[READING TEXT Boundary: Start]
A Return to Romania

September 22, 2020
A Return to Romania

I had a farm in Romania. Literally and figuratively. Literally, it was three parcels of undeveloped land that my grandfather deeded to my father. Figuratively, it’s an invisible bond to a culture and a heritage I know little about and the inexplicable, unseen forces that seemed to be pulling me toward it.

The “undeveloped” part is an operative word because that word was what allowed me, as an American citizen, or specifically a foreign national, to make a claim for restitution on land that was nationalized in 1946 by the post-war Communist government of Romania. It began as a lark, something to do because I found out that I could, and it became so much more.

In 1993, two years after our father had passed away, my sister Robin and I took our mother on a roots trip to Eastern Europe. We visited places Mom had visited as a young girl, like Budapest and Vienna, but we also included a trip to Mom’s hometown of Munkacz (formerly Czechoslavakia, now Ukraine) and a side trip en route back to Budapest to Livada, just over the Hungarian border into Romania, where my father had been born. Crossing the border from Hungary into Romania, you arrive in Satu Mare, a lovely bustling city with still-beautiful gardens and buildings.

As you drive up the country road toward Livada, known to my father by the Hungarian name Sarkoz, time stops, and you’re transported back to the Romania my father left behind in 1938. There are still no traffic lights and the primary modes of transportation, other than the occasional automobile that passes through without stopping, are bicycles and carts drawn by horses.

I had a farm in Romania. Literally and figuratively.

We arrived there in our VW Microbus, Mom, Robin, my cousin Lisa, our driver/translator Gregory and me. Mom suggested finding someone of a certain age to ask for information, meaning that if they were over 60, they likely still spoke Hungarian—like they did when the area was Austria-Hungary–which she and Gregory could speak.
[READING TEXT Boundary: End]
[DATA EXTRACT Boundary: Start]
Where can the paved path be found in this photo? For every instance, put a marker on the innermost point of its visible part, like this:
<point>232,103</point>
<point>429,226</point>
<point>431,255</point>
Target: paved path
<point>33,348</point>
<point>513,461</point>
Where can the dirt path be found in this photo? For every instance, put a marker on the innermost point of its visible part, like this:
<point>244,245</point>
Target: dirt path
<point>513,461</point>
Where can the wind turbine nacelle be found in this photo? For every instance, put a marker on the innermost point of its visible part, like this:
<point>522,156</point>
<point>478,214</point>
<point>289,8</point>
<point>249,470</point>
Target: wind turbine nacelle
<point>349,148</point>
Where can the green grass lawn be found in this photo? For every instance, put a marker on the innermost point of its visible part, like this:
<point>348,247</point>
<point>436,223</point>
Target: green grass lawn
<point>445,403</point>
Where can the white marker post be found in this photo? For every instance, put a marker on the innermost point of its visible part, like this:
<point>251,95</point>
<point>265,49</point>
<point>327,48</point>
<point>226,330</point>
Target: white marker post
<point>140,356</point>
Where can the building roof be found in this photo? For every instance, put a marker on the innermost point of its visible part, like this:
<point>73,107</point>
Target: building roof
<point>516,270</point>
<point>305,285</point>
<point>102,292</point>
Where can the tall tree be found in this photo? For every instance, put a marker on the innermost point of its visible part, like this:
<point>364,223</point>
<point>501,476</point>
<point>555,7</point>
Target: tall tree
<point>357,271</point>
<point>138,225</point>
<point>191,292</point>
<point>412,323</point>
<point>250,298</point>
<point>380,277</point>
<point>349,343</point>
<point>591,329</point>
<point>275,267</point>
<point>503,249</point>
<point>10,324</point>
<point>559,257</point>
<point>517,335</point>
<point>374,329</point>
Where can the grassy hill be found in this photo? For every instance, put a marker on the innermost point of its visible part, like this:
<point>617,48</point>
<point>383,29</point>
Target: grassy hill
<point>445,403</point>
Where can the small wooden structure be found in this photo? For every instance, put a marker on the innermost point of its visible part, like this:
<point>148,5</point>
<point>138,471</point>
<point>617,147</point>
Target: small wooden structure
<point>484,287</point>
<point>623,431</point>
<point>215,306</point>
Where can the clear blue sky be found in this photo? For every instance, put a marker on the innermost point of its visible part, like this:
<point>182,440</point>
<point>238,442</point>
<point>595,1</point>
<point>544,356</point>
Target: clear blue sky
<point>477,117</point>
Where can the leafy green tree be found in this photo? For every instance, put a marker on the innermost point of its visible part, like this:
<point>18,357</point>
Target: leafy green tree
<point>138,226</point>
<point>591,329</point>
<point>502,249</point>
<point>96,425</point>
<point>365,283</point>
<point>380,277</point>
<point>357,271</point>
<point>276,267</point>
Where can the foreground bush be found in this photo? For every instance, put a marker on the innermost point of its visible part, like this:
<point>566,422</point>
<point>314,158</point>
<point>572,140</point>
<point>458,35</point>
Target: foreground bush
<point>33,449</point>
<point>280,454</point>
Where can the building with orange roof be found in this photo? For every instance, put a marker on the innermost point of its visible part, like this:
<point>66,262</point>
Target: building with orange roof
[DATA EXTRACT Boundary: End]
ASSIGNMENT :: List everyone the Romania text says arrived in the VW Microbus, identifying each person as the text does.

EXPECTED ANSWER ::
- Mom
- Robin, the narrator's sister
- Lisa, the narrator's cousin
- Gregory, the driver/translator
- The narrator